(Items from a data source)
[Start of Attachment]

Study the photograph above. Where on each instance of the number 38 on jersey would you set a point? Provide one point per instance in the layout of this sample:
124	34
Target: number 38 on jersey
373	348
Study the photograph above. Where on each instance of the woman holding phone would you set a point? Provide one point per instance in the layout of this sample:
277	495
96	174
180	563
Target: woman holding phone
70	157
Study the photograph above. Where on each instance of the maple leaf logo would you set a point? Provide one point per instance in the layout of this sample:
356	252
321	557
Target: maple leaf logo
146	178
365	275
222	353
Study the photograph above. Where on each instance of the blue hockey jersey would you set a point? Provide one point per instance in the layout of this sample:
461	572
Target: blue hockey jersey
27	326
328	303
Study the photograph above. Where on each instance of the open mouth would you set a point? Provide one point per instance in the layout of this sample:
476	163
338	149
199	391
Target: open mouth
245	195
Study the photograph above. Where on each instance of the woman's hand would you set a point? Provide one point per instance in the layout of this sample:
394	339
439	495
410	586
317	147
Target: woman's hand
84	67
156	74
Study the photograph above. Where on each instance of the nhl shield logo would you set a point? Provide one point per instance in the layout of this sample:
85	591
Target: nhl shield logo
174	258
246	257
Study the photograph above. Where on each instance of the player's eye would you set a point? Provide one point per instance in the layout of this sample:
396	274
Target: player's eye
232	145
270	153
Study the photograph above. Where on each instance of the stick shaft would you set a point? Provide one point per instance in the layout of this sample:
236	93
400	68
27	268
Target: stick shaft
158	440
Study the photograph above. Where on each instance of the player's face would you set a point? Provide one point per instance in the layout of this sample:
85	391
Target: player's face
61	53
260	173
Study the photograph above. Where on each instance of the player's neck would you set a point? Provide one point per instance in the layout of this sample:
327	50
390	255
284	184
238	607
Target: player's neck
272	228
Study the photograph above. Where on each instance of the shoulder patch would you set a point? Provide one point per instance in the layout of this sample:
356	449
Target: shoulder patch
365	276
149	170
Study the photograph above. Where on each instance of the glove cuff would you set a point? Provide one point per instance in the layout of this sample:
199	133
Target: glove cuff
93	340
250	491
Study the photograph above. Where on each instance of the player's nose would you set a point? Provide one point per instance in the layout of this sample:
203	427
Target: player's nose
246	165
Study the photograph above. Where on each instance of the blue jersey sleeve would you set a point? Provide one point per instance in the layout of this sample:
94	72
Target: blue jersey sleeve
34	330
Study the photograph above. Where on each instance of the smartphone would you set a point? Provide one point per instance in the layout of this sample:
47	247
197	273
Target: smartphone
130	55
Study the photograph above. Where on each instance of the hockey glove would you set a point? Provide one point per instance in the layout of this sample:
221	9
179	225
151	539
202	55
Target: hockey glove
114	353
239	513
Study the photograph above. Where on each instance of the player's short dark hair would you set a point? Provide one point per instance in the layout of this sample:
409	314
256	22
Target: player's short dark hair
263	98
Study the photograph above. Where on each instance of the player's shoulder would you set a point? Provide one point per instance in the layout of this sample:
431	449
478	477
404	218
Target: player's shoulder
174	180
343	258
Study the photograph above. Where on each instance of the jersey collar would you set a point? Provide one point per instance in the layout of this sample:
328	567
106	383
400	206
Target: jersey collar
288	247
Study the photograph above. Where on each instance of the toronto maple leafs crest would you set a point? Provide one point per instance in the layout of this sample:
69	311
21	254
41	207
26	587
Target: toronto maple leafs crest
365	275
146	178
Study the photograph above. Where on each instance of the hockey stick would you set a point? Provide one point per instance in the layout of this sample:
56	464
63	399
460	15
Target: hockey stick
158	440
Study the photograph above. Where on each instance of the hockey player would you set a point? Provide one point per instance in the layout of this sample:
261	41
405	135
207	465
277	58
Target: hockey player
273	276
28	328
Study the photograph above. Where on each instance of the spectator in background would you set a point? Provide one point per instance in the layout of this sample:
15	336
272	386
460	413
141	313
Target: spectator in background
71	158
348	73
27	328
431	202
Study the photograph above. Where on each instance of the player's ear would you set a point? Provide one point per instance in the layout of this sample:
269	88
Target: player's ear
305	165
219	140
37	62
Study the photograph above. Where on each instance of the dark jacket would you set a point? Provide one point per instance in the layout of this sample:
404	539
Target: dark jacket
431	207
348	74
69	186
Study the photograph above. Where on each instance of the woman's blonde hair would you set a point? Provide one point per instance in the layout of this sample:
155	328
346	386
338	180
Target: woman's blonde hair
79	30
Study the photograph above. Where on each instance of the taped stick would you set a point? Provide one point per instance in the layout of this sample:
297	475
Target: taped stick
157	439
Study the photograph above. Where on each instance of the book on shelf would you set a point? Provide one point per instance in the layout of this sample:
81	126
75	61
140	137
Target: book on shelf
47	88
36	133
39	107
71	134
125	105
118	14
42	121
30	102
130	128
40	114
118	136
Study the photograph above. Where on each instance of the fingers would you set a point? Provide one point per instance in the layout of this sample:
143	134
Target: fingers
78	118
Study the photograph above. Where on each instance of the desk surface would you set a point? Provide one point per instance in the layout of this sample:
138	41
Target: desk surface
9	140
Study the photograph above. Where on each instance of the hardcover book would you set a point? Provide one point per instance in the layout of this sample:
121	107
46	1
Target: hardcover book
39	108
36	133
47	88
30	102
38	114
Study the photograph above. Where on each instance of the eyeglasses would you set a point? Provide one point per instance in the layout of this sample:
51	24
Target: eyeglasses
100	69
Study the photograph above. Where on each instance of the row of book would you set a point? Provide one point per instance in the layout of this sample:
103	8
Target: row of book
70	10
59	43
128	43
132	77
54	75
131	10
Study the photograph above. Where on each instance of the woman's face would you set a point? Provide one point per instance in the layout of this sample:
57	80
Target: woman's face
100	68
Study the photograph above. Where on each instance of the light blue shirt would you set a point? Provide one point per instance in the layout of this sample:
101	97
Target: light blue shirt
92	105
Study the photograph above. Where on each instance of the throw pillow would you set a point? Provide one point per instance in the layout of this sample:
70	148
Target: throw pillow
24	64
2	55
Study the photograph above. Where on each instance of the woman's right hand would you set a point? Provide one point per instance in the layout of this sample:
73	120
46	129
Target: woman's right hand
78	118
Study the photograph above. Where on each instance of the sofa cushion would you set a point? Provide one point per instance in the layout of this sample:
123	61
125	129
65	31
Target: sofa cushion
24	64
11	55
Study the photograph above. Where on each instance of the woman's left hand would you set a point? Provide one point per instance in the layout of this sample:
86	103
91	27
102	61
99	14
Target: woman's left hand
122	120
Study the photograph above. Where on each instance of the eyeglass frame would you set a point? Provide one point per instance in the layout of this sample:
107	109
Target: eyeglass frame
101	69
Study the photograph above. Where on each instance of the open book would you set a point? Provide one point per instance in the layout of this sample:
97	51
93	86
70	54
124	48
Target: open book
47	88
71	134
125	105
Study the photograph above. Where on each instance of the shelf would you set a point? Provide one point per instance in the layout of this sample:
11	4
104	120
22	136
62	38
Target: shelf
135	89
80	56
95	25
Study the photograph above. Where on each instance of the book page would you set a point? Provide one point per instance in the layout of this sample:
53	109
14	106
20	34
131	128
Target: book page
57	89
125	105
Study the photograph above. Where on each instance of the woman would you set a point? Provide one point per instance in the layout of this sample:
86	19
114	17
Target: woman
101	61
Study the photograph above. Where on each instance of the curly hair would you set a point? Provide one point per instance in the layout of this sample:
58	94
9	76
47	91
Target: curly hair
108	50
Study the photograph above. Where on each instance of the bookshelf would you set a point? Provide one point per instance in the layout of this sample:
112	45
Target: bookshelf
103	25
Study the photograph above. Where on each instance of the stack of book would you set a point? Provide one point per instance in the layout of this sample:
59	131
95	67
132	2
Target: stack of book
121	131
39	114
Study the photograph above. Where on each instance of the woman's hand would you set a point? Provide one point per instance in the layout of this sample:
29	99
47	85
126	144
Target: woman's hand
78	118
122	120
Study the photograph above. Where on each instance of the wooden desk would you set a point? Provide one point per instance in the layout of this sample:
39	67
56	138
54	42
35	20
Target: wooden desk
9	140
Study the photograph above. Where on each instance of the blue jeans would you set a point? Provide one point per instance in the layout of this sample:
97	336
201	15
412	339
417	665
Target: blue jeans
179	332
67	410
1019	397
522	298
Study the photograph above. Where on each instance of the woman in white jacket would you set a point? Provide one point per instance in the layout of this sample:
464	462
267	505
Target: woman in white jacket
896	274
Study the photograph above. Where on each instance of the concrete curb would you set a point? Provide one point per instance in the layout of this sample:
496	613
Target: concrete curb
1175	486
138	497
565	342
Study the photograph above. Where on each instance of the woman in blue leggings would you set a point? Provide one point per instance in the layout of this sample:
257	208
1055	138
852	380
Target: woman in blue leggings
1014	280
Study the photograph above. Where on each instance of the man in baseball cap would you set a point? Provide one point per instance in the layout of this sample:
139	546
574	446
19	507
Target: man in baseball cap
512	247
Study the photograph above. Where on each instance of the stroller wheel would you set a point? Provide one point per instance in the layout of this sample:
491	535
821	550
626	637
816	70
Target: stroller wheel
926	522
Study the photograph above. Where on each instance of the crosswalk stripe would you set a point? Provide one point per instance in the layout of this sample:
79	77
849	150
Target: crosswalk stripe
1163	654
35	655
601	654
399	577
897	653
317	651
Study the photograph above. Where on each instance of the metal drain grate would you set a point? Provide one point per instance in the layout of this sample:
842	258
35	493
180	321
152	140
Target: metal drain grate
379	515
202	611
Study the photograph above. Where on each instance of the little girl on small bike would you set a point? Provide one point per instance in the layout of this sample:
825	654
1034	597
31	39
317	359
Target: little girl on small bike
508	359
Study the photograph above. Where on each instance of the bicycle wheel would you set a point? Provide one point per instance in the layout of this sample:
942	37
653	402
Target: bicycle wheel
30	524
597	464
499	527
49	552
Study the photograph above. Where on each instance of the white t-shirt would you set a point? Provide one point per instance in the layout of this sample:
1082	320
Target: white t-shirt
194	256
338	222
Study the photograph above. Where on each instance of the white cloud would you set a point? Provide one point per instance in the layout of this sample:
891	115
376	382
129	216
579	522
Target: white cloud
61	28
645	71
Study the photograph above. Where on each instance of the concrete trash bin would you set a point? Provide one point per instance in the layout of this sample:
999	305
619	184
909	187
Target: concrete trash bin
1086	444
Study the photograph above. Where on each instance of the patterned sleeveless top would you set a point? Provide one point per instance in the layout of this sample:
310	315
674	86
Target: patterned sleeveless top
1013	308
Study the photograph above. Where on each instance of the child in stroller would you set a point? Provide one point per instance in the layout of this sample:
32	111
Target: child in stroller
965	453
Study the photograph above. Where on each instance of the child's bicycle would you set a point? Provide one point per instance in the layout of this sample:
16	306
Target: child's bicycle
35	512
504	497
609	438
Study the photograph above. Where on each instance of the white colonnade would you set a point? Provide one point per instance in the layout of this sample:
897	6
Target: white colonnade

[End of Attachment]

● Work request
Each line above that contains the word "colonnade" counts once; give the total and no other text.

● Task result
2